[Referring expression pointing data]
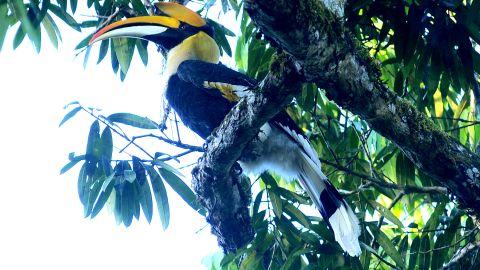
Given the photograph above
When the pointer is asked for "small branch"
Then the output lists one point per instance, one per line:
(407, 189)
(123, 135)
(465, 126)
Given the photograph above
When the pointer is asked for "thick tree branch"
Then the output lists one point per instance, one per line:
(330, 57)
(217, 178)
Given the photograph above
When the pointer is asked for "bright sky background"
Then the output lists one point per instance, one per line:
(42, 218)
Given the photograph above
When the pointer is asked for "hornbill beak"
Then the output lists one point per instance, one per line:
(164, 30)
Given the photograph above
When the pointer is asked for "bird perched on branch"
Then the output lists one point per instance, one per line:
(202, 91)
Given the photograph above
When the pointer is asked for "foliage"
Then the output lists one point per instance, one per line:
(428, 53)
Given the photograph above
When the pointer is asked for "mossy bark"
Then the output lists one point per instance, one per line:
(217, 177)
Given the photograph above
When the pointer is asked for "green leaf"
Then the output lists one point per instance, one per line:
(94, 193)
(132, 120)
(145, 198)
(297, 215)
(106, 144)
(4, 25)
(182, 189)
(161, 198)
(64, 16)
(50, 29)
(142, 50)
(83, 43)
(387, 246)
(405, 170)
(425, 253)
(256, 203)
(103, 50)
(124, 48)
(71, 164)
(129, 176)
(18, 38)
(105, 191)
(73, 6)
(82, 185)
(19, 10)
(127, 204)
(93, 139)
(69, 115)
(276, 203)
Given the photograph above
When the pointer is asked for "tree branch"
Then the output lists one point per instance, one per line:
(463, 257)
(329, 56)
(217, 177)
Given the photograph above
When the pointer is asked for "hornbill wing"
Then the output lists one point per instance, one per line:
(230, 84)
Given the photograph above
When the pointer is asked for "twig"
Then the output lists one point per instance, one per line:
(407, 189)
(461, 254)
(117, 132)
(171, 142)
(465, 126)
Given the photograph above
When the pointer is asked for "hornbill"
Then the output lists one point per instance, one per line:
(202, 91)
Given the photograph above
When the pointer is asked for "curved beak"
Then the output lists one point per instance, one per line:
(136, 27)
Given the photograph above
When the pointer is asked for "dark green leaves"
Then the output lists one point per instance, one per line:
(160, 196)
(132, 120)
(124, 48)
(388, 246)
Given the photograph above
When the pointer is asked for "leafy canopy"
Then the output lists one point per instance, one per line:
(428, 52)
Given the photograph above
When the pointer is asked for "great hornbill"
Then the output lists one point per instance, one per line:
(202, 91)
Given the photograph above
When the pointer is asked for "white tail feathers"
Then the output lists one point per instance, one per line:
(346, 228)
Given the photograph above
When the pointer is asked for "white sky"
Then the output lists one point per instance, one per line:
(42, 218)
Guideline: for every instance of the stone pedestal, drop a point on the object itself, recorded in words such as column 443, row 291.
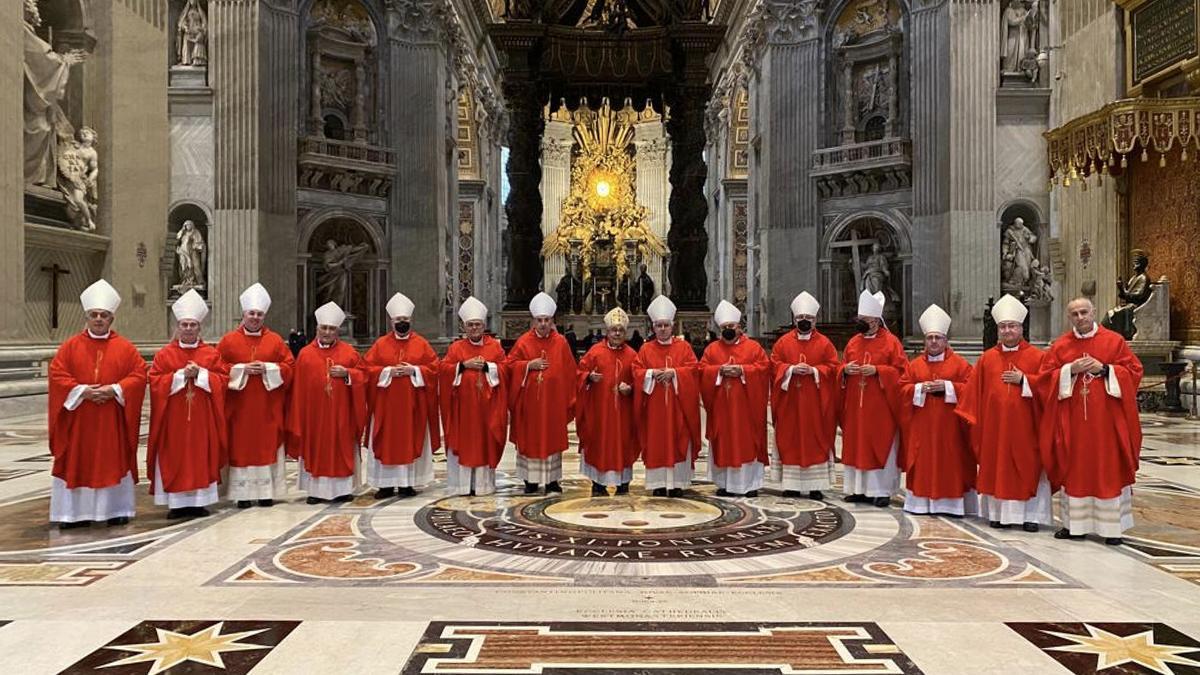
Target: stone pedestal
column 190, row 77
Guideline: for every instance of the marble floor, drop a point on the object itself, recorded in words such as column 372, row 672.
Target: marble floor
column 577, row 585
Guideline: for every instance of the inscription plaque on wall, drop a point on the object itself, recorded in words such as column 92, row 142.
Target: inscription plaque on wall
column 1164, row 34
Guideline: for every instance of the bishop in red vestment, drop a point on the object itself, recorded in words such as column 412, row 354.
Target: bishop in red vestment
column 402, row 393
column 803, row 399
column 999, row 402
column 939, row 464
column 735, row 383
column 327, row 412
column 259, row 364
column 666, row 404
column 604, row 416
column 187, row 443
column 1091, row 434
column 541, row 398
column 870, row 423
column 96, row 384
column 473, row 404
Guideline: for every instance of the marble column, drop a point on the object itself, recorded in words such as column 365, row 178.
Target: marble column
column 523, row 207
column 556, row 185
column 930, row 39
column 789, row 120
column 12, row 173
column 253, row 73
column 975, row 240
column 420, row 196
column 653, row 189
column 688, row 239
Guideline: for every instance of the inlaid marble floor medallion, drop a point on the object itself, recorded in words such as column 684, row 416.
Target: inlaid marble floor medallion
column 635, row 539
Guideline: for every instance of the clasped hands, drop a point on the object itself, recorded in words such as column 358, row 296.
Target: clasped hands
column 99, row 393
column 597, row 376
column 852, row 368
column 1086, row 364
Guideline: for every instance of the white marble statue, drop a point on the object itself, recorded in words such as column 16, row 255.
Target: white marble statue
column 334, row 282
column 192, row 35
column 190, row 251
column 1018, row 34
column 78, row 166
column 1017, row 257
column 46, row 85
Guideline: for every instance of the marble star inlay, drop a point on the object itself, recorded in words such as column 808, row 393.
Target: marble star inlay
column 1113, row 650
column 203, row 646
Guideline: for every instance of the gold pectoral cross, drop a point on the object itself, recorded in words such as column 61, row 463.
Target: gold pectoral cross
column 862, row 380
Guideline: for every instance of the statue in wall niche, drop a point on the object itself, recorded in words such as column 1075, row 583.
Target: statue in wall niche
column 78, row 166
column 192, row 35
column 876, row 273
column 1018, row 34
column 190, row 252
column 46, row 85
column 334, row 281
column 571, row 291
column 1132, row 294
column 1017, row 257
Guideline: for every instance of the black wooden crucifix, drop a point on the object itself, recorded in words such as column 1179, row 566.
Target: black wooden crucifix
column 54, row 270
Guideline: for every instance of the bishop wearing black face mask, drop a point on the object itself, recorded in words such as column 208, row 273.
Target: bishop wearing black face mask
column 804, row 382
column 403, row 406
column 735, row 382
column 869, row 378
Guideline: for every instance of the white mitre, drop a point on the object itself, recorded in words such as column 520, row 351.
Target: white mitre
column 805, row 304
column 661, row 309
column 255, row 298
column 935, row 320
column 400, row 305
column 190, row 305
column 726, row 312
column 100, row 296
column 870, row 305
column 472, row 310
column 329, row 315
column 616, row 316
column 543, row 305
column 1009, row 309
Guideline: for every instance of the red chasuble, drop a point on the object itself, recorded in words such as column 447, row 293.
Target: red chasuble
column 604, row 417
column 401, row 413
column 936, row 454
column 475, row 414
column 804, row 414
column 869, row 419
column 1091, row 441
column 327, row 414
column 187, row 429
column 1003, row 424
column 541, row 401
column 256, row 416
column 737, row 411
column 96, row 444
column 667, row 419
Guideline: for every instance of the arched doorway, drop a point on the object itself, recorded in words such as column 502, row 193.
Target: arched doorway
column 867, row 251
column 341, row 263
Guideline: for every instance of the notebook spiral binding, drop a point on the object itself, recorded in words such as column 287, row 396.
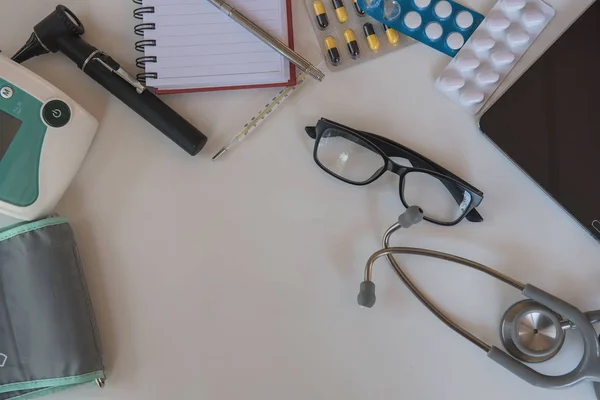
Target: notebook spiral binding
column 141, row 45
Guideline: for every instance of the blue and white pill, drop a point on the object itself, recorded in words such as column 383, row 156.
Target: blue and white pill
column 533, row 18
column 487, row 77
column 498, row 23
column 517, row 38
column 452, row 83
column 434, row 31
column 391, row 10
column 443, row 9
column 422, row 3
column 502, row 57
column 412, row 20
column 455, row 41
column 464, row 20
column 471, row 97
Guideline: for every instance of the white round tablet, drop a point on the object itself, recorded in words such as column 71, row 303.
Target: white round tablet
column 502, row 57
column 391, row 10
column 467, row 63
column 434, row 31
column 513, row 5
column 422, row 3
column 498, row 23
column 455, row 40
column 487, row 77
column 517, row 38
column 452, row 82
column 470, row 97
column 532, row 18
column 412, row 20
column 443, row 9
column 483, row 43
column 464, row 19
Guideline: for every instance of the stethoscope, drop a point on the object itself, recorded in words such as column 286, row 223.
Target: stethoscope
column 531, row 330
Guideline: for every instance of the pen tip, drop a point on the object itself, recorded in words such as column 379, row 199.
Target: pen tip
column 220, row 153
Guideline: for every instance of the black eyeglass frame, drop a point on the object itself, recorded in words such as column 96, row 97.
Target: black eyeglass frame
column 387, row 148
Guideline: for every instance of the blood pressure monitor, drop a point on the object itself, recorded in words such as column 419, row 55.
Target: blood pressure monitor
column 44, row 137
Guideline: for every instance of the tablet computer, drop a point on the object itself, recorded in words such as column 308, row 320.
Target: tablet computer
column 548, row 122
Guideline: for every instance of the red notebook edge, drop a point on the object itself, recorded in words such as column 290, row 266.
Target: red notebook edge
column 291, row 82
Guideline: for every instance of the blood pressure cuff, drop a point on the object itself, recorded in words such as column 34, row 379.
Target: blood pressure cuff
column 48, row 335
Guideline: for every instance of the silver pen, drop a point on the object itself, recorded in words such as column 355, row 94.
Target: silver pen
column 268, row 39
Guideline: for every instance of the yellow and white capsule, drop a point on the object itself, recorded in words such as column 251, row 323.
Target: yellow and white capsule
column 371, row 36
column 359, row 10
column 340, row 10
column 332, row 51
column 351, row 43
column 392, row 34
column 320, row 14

[PROBLEM TO WORK ON]
Extract each line holding the word "tree" from the records.

[RESULT FOR THIS TASK]
When the pointer is asked for "thick tree branch"
When the pointer is asked for "tree branch"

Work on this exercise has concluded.